(Pointing dataset records)
::::::::::
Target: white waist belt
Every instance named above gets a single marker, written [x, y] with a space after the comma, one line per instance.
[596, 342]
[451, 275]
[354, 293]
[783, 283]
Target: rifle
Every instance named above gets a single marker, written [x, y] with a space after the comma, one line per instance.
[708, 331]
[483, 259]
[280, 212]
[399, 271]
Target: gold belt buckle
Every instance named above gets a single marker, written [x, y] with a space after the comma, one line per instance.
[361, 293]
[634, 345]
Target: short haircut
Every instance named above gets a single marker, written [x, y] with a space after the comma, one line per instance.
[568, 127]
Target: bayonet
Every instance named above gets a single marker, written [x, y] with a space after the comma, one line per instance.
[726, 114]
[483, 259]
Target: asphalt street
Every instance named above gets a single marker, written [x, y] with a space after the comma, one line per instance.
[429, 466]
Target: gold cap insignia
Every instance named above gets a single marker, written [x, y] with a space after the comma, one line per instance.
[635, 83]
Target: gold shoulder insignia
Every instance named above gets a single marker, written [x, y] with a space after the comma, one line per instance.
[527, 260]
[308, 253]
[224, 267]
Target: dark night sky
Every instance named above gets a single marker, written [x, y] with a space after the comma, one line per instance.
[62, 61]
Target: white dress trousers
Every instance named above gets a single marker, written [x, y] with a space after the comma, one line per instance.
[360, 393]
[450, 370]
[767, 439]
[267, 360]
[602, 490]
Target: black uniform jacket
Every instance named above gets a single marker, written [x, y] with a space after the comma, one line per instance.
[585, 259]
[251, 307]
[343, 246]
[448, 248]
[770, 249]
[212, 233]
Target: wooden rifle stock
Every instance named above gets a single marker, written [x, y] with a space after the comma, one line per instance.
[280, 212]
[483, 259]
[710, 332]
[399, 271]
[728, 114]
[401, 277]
::::::::::
TASK PROMPT: Reproduce all of the rows above, switching every "Target" to "Object" and leaving everything else unchanged.

FULL SOLUTION:
Object: white waist belt
Every instance named above gets a single marker, written [x, y] with a space after the comma, one line per instance.
[596, 342]
[451, 275]
[354, 293]
[783, 283]
Object: rifle
Every instance named above gets a single marker, written [x, y] with a space after the comma, one line per instance.
[708, 331]
[483, 259]
[280, 212]
[399, 271]
Object: gold belt buckle
Every instance named above gets a single marker, written [x, y] with a space after the comma, one line per instance.
[361, 293]
[634, 345]
Object: short haircut
Every instance named above gets a single marker, written [x, y] with a space after the comma, one line per instance.
[568, 127]
Object: bayonet
Every instance named above gets a single marker, written [x, y] with a space after the comma, one line per instance.
[726, 114]
[483, 259]
Object: asphalt street
Every instance named above gets a single marker, written [x, y] with a space after the comma, one line per instance.
[429, 466]
Object: gold cap insignia
Every instance named above gets a single marker, written [x, y] with a space after the comma, one line per instance.
[635, 83]
Object: gold shoulder insignia
Every instance named above gets a single marker, written [x, y] with a space after the comma, one line per instance.
[527, 260]
[308, 253]
[224, 267]
Object: dark night sky
Every instance named above gets a single marker, written [x, y] with a space after the comma, one line per instance.
[62, 61]
Object: white dress trousers
Every instance named above gets a single marker, written [x, y] with a space after the comma, one line per instance.
[360, 393]
[450, 370]
[767, 439]
[267, 360]
[602, 490]
Object: black uniform jacket
Every instance named above gets a single marker, written [x, y] with a space after the comma, one line per instance.
[585, 259]
[251, 307]
[343, 246]
[448, 248]
[770, 249]
[212, 233]
Object: wooden rifle stock
Every instance named above gets a single marker, written [x, y] with a space after the comma, one line per instance.
[280, 212]
[483, 259]
[710, 332]
[399, 271]
[728, 114]
[401, 277]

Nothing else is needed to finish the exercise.